▸ **Given data**
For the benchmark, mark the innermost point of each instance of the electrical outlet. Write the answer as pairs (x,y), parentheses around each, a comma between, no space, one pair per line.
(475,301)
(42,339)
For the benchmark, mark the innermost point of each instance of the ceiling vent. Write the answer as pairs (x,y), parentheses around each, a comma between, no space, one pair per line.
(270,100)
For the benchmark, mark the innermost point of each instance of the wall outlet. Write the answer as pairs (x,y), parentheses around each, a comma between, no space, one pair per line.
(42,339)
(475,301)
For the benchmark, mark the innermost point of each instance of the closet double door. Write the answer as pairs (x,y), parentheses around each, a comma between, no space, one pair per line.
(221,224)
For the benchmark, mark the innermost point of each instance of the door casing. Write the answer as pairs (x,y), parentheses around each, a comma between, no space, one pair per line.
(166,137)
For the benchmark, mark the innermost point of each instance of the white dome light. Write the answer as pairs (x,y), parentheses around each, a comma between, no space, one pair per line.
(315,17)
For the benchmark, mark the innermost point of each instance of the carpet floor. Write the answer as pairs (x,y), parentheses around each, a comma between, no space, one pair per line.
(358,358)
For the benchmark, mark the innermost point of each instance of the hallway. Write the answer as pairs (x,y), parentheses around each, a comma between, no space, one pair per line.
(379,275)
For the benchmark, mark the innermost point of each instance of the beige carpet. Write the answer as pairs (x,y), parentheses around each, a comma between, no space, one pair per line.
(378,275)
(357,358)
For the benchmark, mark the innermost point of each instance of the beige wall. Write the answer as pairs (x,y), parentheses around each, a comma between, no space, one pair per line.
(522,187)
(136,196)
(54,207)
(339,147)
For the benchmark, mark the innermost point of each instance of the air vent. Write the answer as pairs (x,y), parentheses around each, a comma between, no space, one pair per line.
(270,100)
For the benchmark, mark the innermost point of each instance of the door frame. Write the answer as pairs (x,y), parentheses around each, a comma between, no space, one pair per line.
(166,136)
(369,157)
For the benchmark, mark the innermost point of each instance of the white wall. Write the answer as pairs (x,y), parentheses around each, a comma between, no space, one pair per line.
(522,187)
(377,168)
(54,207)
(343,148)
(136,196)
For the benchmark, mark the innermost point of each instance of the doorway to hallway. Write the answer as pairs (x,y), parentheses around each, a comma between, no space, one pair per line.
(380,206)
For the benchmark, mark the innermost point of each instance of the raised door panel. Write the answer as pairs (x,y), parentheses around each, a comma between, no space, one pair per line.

▸ **Task objective**
Repeat exactly the lines from the line containing "of the hallway." through the end of the listing above; both boundary lines are part of the output.

▸ **Solution for this task**
For the benchmark, mark the innermost point of each instance of the hallway. Write the answer as pairs (x,y), parentheses around each, a comma between, no space, one pair per line.
(379,275)
For the benchmark, mark the innermost point of each instance of the beige carpet. Write the answer as pairs (x,y), parentheses around each, a comma between, no space, one pair per line.
(378,275)
(357,358)
For the benchmark, mark the innermost point of each instance of the beige wall. Write the answer as pairs (x,y), parentheses around each, a comma between, no space, one pair per line.
(522,187)
(136,196)
(54,207)
(339,147)
For the benchmark, mark the innermost point of each instance of the air vent. Write the answer as pairs (x,y), parentheses around each, a comma between, no space, one pair per line.
(270,100)
For the benchmark, mark the innermost point of each instance of the door frame. Write the answer as pairs (x,y), parentheses around each, a comma between, no space, one pair per line.
(166,136)
(369,157)
For the benchmark, mark the innermost point of each instance of the white wall. Write the answer as pairs (x,y), parentheses around each, a comma between, no space, one pair per line.
(522,187)
(377,168)
(54,207)
(343,148)
(136,196)
For the benchmark, mark the innermost point of each instance of the doorway to hallway. Write the answer as pairs (x,y), parentheses around each, a comma between, no space, one pair per line.
(380,206)
For the benchmark, mark the innermost point of each instance of the raised door panel. Write the answer as pairs (x,y), parentheses around each, a comma between, no space, one pair per line.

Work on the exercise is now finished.